▶ _REQUIRED ACTION_: Each line below should be copied exactly as it stands.

Saved data entries:
************

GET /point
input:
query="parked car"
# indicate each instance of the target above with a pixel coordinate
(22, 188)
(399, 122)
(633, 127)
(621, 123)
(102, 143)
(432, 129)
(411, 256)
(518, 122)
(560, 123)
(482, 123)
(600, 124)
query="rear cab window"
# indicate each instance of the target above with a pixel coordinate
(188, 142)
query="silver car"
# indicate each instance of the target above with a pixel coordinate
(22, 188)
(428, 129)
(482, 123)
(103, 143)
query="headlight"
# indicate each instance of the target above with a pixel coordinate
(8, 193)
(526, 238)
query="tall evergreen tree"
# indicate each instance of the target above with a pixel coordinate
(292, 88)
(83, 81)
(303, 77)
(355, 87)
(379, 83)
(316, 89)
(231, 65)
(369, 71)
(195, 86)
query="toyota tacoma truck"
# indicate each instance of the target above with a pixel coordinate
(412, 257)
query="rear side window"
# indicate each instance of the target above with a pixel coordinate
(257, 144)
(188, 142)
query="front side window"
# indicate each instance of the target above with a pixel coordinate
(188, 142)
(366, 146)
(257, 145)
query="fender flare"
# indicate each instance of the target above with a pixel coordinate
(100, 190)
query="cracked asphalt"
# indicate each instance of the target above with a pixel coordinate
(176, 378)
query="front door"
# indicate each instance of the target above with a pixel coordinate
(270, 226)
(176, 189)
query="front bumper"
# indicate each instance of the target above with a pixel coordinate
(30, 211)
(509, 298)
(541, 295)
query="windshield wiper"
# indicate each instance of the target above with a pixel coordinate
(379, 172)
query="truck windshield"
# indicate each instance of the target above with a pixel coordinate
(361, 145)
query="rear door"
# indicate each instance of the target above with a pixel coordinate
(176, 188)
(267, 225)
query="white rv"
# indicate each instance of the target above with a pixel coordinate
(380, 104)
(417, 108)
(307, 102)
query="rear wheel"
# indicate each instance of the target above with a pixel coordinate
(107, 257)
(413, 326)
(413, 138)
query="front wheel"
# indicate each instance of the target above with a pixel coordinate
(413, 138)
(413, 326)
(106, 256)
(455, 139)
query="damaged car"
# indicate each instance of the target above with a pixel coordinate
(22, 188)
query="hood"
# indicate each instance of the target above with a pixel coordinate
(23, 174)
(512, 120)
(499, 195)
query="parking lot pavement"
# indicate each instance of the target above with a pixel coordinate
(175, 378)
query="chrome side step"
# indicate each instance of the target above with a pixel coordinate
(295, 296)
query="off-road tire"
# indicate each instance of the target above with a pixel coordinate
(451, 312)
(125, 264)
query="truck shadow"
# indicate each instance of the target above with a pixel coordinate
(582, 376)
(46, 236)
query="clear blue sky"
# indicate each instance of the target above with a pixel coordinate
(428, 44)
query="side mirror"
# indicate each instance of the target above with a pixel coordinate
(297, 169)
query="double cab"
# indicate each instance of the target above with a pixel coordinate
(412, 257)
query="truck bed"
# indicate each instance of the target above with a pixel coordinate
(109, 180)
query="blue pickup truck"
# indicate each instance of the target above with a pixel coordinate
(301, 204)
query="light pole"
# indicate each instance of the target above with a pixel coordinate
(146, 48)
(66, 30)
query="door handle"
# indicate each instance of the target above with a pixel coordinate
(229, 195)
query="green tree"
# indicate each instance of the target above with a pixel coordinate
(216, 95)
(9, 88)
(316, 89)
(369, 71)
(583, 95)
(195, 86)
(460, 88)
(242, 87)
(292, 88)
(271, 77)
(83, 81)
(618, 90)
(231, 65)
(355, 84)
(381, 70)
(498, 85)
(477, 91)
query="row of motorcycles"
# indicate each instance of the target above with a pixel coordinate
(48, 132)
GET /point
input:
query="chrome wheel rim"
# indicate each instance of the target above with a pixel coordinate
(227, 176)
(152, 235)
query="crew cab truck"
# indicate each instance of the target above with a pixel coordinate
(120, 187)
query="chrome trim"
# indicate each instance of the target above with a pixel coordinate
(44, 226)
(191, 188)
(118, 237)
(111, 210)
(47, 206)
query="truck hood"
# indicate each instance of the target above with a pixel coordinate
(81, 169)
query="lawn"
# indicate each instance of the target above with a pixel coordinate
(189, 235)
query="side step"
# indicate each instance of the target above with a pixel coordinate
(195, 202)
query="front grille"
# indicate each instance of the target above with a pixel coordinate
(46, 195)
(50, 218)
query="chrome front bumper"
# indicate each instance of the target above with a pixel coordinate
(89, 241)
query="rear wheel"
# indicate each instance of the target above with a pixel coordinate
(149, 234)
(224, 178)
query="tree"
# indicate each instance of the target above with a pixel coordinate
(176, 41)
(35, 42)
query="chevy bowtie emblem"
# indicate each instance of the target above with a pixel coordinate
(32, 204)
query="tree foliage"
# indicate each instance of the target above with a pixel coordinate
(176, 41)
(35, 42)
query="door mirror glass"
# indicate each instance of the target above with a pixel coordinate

************

▶ _TASK ANSWER_:
GET /point
input:
query="parked car"
# indicate each instance of the target above with a pixel coordinate
(22, 188)
(399, 122)
(633, 127)
(621, 123)
(102, 143)
(432, 129)
(411, 256)
(518, 122)
(560, 123)
(482, 123)
(600, 124)
query="rear cab window"
# indicate each instance of the target above with a pixel coordinate
(188, 142)
query="silver car"
# indicate each instance of the target above with a pixel coordinate
(22, 188)
(428, 129)
(482, 123)
(103, 143)
query="headlight"
# indicate each instance of the target above with a pixel coordinate
(8, 193)
(526, 238)
query="tall evergreen tree"
# indicate each instance of the target above with a pixel coordinate
(292, 88)
(83, 81)
(303, 77)
(355, 87)
(379, 83)
(316, 89)
(231, 65)
(369, 71)
(195, 86)
query="toyota tacoma truck"
# indicate each instance of the target above with a pixel coordinate
(412, 257)
query="rear side window"
# indicate each instance of the target above with a pixel coordinate
(257, 144)
(188, 142)
query="front side window"
# indicate each instance of the target above with a pixel coordinate
(188, 142)
(366, 146)
(257, 145)
query="fender flare"
# indicate each instance of the target above with a pixel coordinate
(100, 190)
query="cracked asphalt"
# indicate each instance of the target above with a pixel coordinate
(176, 378)
query="front door"
# indicate each instance of the target above with a pixel coordinate
(270, 226)
(176, 189)
query="front bumper"
# indicate each instance of the target above with a pixel coordinate
(30, 211)
(509, 298)
(541, 295)
query="windshield wiper"
# indicate each instance of the target above with a pixel coordinate
(379, 172)
query="truck windshield"
# indicate each instance of the target above with a pixel coordinate
(361, 145)
query="rear door"
# indicate each instance of the target above with a pixel coordinate
(176, 188)
(267, 225)
query="white rv"
# indicate each instance of the target above with a pixel coordinate
(380, 104)
(417, 108)
(307, 102)
query="rear wheel"
# indicate each instance of the target above with a pixel coordinate
(107, 257)
(413, 326)
(413, 138)
query="front wheel"
# indicate each instance of the target above with a pixel coordinate
(413, 138)
(413, 326)
(106, 256)
(455, 139)
query="damaged car"
# indicate each instance of the target above with a pixel coordinate
(22, 188)
query="hood"
# indicate each instance of the target above with a pixel coordinate
(23, 174)
(512, 120)
(499, 195)
query="parking lot pavement"
# indicate each instance of the target above with a pixel coordinate
(175, 378)
query="chrome side step"
# indicate each instance of the target above with a pixel coordinate
(295, 296)
query="off-road tire"
# indicate each instance of the target above with a pixel coordinate
(451, 312)
(125, 264)
query="truck shadow"
# indicate each instance of the target above with a pixel coordinate
(582, 376)
(46, 236)
query="clear blue sky"
# indicate each instance of the target above with a pixel coordinate
(428, 44)
query="side mirror"
# indicate each instance of the target above with a pixel coordinate
(297, 169)
query="double cab"
# indicate each instance of the target above with a pixel coordinate
(412, 257)
query="truck bed"
# indicate each instance of the target above with a pixel coordinate
(109, 180)
query="blue pickup truck"
# indicate each instance of the target above with a pixel coordinate
(301, 204)
query="light pole"
# indicate each instance of the target above with a pixel coordinate
(146, 48)
(66, 30)
query="door handle"
# indicate each instance of the target above with a pixel coordinate
(229, 195)
query="green tree"
# indicate each instance of the target above with a pixel coordinate
(216, 95)
(9, 88)
(316, 89)
(369, 71)
(583, 95)
(195, 86)
(460, 88)
(242, 87)
(292, 88)
(271, 77)
(83, 81)
(618, 90)
(231, 65)
(355, 84)
(381, 70)
(498, 85)
(477, 91)
query="row of motorcycles"
# indicate each instance of the target above with a pixel coordinate
(48, 132)
GET /point
input:
query="chrome wheel rim"
# indicate each instance of the target above with a pixel coordinate
(227, 176)
(152, 235)
query="crew cab truck"
# indicate each instance of the target above with a pixel coordinate
(120, 187)
query="chrome trim"
# indicate each instance of the target above with a pixel coordinate
(44, 226)
(191, 188)
(118, 237)
(111, 210)
(47, 206)
query="truck hood"
# indicate each instance of the target above with a pixel coordinate
(81, 169)
query="lawn"
# indicate each instance of the target above with a pixel coordinate
(189, 235)
query="side step"
# indicate each instance of the target above with a pixel coordinate
(195, 202)
query="front grille"
# indicate each instance of the target above with a pixel coordinate
(46, 195)
(50, 218)
query="chrome front bumper"
# indicate each instance of the target above with a pixel coordinate
(89, 241)
query="rear wheel"
# indicate each instance of the target above with a pixel coordinate
(149, 234)
(224, 178)
query="tree"
# indicate each instance of the target above with a pixel coordinate
(176, 41)
(35, 42)
query="chevy bowtie emblem"
# indicate each instance of the target above with a pixel coordinate
(32, 204)
query="tree foliage"
# indicate each instance of the target above with a pixel coordinate
(176, 41)
(35, 42)
query="door mirror glass"
# indicate each instance of the target above with a pixel coordinate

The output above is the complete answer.